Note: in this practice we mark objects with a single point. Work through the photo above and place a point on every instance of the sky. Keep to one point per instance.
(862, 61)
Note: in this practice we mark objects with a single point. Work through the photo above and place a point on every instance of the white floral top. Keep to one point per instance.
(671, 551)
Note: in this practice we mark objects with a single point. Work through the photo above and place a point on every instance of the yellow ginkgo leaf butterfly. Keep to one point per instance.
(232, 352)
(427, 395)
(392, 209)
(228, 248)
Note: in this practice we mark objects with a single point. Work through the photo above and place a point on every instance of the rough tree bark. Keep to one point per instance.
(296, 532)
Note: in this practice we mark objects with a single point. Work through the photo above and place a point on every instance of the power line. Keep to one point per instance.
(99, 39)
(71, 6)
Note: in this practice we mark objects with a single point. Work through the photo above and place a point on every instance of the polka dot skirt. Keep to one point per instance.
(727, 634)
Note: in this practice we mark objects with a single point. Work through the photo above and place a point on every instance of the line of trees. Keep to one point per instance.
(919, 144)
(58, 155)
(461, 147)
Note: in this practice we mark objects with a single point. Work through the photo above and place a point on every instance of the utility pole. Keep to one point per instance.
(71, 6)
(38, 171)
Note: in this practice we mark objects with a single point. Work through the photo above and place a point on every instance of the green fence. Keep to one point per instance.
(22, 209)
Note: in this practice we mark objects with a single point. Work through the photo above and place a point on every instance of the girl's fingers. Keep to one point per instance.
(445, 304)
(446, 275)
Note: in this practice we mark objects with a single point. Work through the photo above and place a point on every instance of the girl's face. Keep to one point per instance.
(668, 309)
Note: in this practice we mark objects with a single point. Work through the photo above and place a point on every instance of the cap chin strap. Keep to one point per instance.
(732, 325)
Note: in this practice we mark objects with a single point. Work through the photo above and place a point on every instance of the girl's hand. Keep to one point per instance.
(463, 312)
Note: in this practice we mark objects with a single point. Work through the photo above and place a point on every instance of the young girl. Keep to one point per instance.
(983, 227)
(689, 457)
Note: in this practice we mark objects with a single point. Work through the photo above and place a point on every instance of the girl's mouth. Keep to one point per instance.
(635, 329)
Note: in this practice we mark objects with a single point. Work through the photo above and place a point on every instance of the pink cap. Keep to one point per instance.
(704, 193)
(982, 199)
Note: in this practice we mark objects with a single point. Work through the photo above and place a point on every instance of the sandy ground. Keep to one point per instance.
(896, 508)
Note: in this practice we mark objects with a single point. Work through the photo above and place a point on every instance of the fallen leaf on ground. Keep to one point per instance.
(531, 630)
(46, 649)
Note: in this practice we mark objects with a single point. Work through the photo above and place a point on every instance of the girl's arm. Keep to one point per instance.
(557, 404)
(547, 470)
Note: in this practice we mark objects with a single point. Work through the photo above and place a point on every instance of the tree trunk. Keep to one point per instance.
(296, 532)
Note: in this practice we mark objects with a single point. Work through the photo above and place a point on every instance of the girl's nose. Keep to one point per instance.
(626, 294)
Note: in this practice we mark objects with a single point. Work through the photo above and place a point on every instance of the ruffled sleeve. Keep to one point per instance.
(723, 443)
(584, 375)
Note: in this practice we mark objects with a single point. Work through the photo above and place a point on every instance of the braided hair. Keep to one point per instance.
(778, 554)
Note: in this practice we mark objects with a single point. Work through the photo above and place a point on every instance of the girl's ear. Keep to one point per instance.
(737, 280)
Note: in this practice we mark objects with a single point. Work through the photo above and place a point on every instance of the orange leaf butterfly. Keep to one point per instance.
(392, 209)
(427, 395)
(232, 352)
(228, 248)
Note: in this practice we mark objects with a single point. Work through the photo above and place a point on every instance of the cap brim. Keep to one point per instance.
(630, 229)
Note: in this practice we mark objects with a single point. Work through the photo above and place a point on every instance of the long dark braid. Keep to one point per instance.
----------
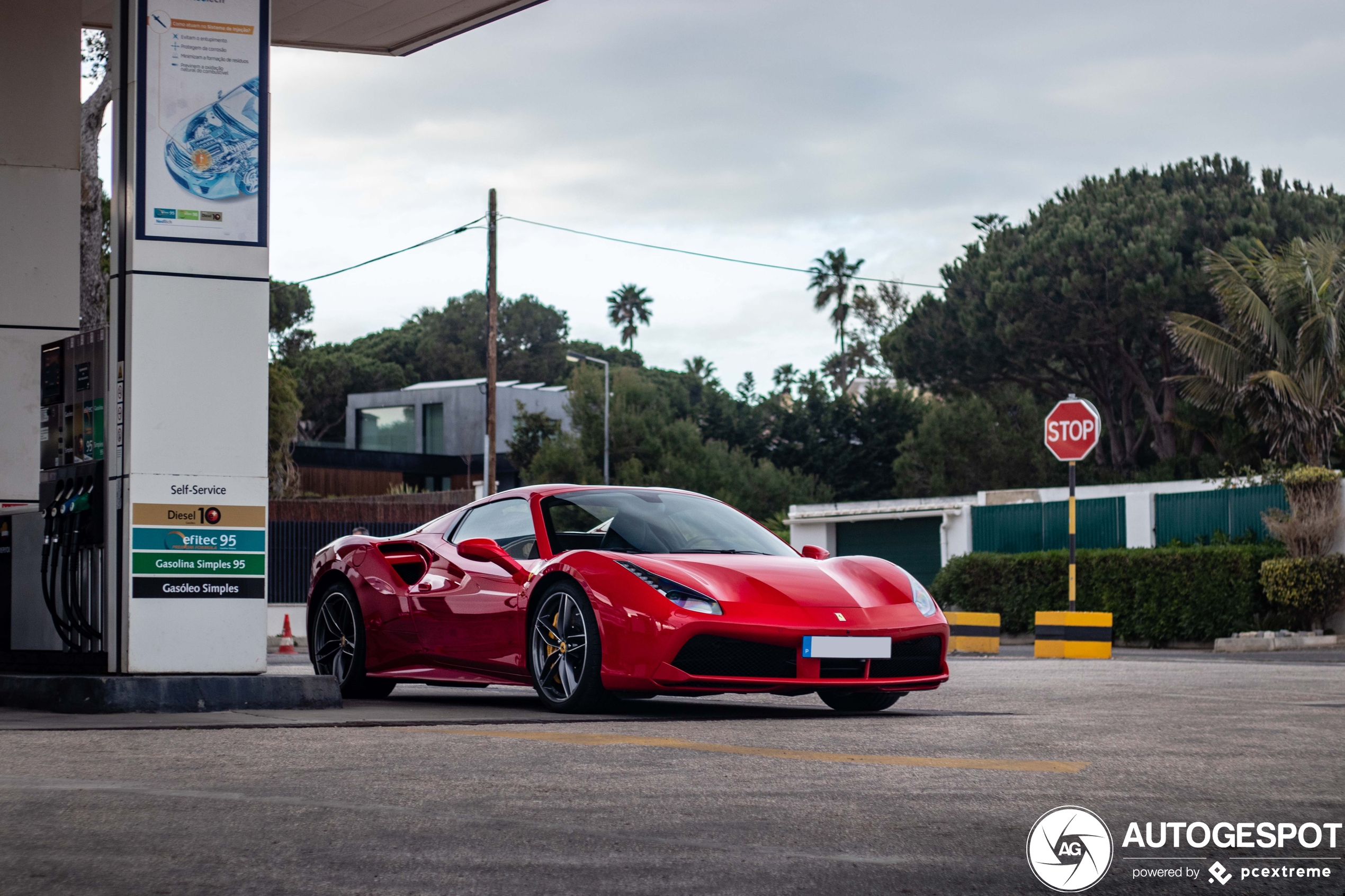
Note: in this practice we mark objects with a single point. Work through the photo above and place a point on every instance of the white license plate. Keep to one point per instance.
----------
Job.
Copy out in full every line of the material above that contains the string "pole".

Answer for this exercise.
Note: in this practice we mark objects with a single point. Work through the photo above and place a point on every instance of the utility pole. Keep to one point per instance.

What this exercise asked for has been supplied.